Start of Block

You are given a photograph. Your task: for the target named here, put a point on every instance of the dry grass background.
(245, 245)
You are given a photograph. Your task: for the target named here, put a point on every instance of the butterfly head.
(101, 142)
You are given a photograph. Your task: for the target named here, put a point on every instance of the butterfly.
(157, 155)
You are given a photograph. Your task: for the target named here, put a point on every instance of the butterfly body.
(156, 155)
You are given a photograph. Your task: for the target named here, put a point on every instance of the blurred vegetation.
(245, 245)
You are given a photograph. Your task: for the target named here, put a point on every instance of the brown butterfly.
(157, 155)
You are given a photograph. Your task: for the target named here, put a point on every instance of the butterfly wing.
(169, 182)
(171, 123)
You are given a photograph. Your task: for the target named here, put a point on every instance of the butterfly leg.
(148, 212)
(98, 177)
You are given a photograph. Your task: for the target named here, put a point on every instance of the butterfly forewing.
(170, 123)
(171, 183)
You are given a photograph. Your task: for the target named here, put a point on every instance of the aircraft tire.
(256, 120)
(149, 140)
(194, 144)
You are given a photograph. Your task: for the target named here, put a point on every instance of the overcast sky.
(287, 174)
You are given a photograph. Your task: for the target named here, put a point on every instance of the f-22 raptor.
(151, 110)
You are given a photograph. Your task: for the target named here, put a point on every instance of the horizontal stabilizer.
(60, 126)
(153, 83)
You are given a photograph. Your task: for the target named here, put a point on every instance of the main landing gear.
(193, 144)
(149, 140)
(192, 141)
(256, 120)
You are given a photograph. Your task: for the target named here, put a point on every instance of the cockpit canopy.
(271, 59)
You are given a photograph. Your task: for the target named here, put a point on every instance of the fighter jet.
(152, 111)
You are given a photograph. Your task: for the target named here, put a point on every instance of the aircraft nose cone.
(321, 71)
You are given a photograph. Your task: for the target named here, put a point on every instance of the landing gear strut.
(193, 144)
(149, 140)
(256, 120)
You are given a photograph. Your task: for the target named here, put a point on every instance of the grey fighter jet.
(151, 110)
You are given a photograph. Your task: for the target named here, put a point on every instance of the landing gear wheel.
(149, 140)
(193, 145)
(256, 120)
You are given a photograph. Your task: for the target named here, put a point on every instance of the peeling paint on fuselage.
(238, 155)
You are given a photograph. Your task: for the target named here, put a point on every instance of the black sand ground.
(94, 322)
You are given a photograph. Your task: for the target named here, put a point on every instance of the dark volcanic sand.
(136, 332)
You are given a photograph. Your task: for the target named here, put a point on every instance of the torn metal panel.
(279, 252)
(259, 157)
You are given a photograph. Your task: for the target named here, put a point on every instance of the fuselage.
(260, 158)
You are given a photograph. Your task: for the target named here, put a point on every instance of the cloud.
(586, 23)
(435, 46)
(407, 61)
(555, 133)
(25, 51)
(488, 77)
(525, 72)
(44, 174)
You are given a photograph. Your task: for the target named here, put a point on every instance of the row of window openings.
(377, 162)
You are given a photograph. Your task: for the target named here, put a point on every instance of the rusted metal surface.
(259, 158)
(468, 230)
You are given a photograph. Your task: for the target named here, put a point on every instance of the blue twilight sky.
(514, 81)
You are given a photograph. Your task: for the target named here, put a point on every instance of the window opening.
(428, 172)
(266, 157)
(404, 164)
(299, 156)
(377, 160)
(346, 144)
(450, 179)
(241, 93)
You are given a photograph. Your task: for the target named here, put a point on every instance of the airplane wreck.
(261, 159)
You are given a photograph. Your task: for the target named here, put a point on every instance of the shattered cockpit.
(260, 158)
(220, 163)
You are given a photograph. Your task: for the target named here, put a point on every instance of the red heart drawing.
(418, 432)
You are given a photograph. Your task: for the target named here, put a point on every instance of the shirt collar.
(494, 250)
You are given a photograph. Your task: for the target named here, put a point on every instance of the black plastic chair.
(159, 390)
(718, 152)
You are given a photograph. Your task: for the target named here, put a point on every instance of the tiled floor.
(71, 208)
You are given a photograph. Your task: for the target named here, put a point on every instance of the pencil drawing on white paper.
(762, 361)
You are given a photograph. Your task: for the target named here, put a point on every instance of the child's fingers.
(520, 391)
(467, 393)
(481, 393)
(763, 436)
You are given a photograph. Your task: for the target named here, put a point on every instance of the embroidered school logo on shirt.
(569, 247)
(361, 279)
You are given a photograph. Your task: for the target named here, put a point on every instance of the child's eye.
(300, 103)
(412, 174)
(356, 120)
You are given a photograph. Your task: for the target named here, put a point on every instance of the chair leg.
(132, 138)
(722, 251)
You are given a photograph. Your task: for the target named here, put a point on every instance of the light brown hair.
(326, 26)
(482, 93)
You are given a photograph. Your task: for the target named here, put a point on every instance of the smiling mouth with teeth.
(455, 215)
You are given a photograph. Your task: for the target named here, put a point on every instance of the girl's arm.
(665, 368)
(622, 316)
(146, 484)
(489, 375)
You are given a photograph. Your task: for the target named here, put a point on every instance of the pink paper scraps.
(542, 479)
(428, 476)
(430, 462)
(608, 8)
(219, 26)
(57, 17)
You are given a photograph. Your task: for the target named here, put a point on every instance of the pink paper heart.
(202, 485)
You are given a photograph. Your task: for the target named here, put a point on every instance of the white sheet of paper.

End of Block

## WHAT TO DO
An exact copy of all the records above is the required answer.

## PROBLEM SOLUTION
You are given a photograph. Your task: for the target named here, put a point on every instance of the dry grass background.
(245, 245)
You are given a photograph. Your task: for the target named here, put a point on every instance of the butterfly head.
(101, 142)
You are given a photograph. Your task: for the target named here, put a point on every instance of the butterfly.
(157, 155)
You are given a photograph. Your task: for the target named here, put a point on every instance of the butterfly body.
(156, 155)
You are given a photograph. Your task: for the target named here, put a point on every instance of the blurred vegetation.
(245, 245)
You are given a photograph. Your task: for the target named here, put a point on every instance of the brown butterfly.
(157, 155)
You are given a photograph. Your task: for the target named here, put a point on every instance of the butterfly wing.
(169, 182)
(171, 123)
You are given a photograph. Your task: for the target named here, put a point on every instance of the butterfly leg.
(148, 212)
(98, 177)
You are given a photograph. Your task: for the target named here, put a point on every instance of the butterfly forewing.
(170, 123)
(171, 183)
You are given a photograph. Your task: for the target named here, put a point on every instance of the aircraft tire.
(256, 120)
(149, 140)
(194, 144)
You are given a photograph. Your task: for the target named here, put a point on every instance of the overcast sky.
(287, 174)
You are given a photograph. Your task: for the target named here, put a point on every instance of the f-22 raptor.
(151, 110)
You are given a photograph. Your task: for the target named here, put a point on every instance of the horizontal stabilizer.
(60, 126)
(153, 83)
You are given a photograph. Your task: for the target named here, put a point on every instance of the main landing gear.
(193, 144)
(149, 140)
(192, 141)
(256, 120)
You are given a photograph. Your task: for the target named here, put a point on every instance of the cockpit canopy.
(271, 59)
You are given a photograph. Your task: for the target named here, put a point on every instance of the fighter jet.
(152, 111)
You are given a photograph. Your task: for the target named here, put a point on every instance of the aircraft nose cone.
(321, 71)
You are given a photograph. Your task: for the target named here, put a point on every instance of the landing gear strut.
(193, 144)
(149, 140)
(256, 120)
You are given a photograph. Your task: for the target named here, put a point on every instance of the grey fighter jet.
(151, 110)
You are given a photograph. Your task: for the target named here, put a point on every instance of the landing gear wheel.
(149, 140)
(193, 145)
(256, 120)
You are given a photograph. Your task: for the target named here, put a point on every instance of the peeling paint on fuselage.
(238, 155)
You are given a photograph. Your task: for the target named here, put a point on every instance of the black sand ground.
(94, 322)
You are given a photograph. Your task: for the target named here, put a point on every instance of the dark volcanic sand.
(136, 332)
You are given a photograph. Your task: for the target named here, put a point on every instance of the torn metal panel.
(279, 252)
(259, 157)
You are given a photograph. Your task: for the target named here, put a point on every instance of the fuselage.
(260, 158)
You are given a photograph. Your task: for the target named here, put a point on every instance of the cloud.
(586, 23)
(435, 46)
(407, 61)
(555, 133)
(25, 51)
(488, 77)
(525, 72)
(44, 174)
You are given a photograph. Your task: for the target named here, put a point on every instance of the row of window openings.
(377, 162)
You are given a photograph. Your task: for the target named here, put a point on every instance of the rusted metal surface.
(259, 158)
(468, 230)
You are given a photograph. Your task: for the target named here, put a point on every instance of the blue twilight sky.
(514, 81)
You are given a photograph. Your task: for the target named here, put a point on every instance of the window opening.
(428, 172)
(266, 157)
(404, 164)
(299, 156)
(377, 160)
(346, 144)
(450, 179)
(241, 93)
You are given a photograph. Your task: for the target named here, put a point on every instance of the airplane wreck.
(261, 159)
You are given a photograph. Your task: for the target named here, put a point on every instance of the shattered cockpit.
(260, 158)
(220, 163)
You are given a photograph. Your task: for the target named here, put a point on every instance of the red heart drawing.
(418, 432)
You are given a photograph. Your task: for the target named here, put a point on every instance of the shirt collar.
(494, 250)
You are given a photograph. Your task: for the target named here, put a point on every instance of the black plastic chair.
(159, 390)
(718, 152)
You are given a photograph. Your task: for the target named here, put a point on every instance of the tiled floor.
(71, 208)
You are given a photograph. Your task: for the target named here, put a point on every instance of the pencil drawing on white paper.
(762, 361)
You are given a photograph. Your task: for the target named here, put a point on every instance of the child's fingers.
(520, 391)
(467, 393)
(481, 393)
(763, 436)
You are given a photograph. Your task: for the target named here, put a point on every instance of the embroidered school logo on shirt.
(569, 247)
(361, 279)
You are given a photograph. Your task: for the target named here, put a point on every instance of the child's eye.
(300, 103)
(412, 174)
(356, 120)
You are given a photograph. Your task: for the target named here, put a point on every instance of the chair leg.
(132, 138)
(722, 251)
You are given a photograph. Your task: for the target named here, put a point on every instance of the light brown hair.
(326, 26)
(482, 93)
You are given a photograph. Your task: for the target named here, put a point on every instance of the smiling mouth with teeth.
(455, 215)
You are given a photograph. Your task: for the target named here, put a point on every instance of the girl's arm.
(665, 368)
(622, 316)
(146, 484)
(489, 375)
You are given a photograph. Your task: for the target named here, put a point on every instance of the pink paper scraps.
(542, 479)
(428, 476)
(430, 462)
(608, 8)
(219, 26)
(57, 17)
You are given a photograph. Your task: for the target named here, put a point on every instance of the pink paper heart.
(202, 485)
You are given a photograph. Your task: for the target named here, put a point on every instance of the white sheet of paper.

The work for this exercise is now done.